▶ _EXERCISE REQUIREMENTS_
Return each line of the records below that contains the word "ridge".

▶ _Photo-based referring expression data_
/---
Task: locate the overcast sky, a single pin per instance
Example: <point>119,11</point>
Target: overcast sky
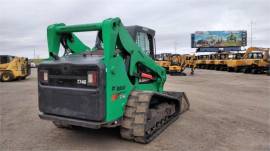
<point>23,23</point>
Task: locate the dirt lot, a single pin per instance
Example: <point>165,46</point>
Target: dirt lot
<point>229,112</point>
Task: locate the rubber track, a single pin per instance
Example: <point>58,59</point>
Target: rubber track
<point>134,122</point>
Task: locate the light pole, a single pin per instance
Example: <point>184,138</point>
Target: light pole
<point>251,23</point>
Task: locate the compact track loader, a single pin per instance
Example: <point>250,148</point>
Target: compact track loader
<point>116,83</point>
<point>12,68</point>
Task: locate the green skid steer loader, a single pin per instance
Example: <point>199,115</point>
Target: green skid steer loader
<point>115,83</point>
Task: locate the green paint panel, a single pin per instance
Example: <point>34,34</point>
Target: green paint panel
<point>118,85</point>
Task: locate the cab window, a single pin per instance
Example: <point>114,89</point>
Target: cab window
<point>143,41</point>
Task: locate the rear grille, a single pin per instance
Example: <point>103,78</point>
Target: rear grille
<point>68,75</point>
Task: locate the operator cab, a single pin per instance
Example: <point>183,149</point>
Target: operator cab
<point>144,38</point>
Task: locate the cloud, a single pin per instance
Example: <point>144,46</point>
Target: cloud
<point>23,23</point>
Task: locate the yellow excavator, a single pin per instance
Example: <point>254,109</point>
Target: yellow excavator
<point>180,62</point>
<point>13,68</point>
<point>201,61</point>
<point>254,60</point>
<point>191,62</point>
<point>163,60</point>
<point>210,62</point>
<point>220,61</point>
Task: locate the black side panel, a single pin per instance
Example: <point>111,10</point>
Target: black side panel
<point>82,103</point>
<point>69,102</point>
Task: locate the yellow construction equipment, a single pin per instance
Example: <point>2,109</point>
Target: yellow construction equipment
<point>12,68</point>
<point>190,62</point>
<point>220,62</point>
<point>163,60</point>
<point>210,62</point>
<point>178,65</point>
<point>201,61</point>
<point>254,60</point>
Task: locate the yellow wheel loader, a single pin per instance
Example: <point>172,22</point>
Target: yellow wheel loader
<point>210,62</point>
<point>190,62</point>
<point>254,60</point>
<point>163,60</point>
<point>201,61</point>
<point>12,68</point>
<point>178,65</point>
<point>220,63</point>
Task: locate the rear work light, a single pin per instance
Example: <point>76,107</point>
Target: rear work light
<point>92,78</point>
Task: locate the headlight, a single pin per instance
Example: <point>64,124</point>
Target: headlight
<point>92,78</point>
<point>43,76</point>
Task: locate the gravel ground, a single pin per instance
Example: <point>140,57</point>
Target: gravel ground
<point>229,112</point>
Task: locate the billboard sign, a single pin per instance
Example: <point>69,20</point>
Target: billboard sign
<point>218,39</point>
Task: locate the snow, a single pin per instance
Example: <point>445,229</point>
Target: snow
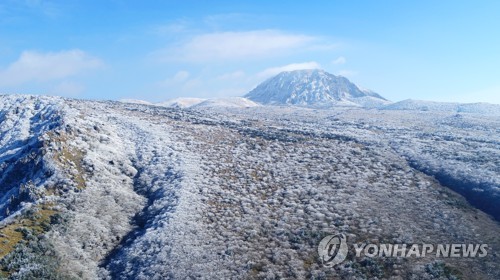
<point>152,192</point>
<point>313,88</point>
<point>182,102</point>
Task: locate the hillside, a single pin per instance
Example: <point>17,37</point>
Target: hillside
<point>111,190</point>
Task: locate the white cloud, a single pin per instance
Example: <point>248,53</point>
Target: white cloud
<point>232,76</point>
<point>346,73</point>
<point>235,45</point>
<point>178,26</point>
<point>179,78</point>
<point>67,88</point>
<point>490,95</point>
<point>42,67</point>
<point>339,60</point>
<point>269,72</point>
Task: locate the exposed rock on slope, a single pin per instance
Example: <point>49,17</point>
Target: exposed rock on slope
<point>129,191</point>
<point>313,88</point>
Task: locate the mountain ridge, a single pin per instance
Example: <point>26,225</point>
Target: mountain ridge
\---
▶ _EXERCISE ANSWER_
Task: locate the mountain ridge, a single pin per instance
Target: mountain ridge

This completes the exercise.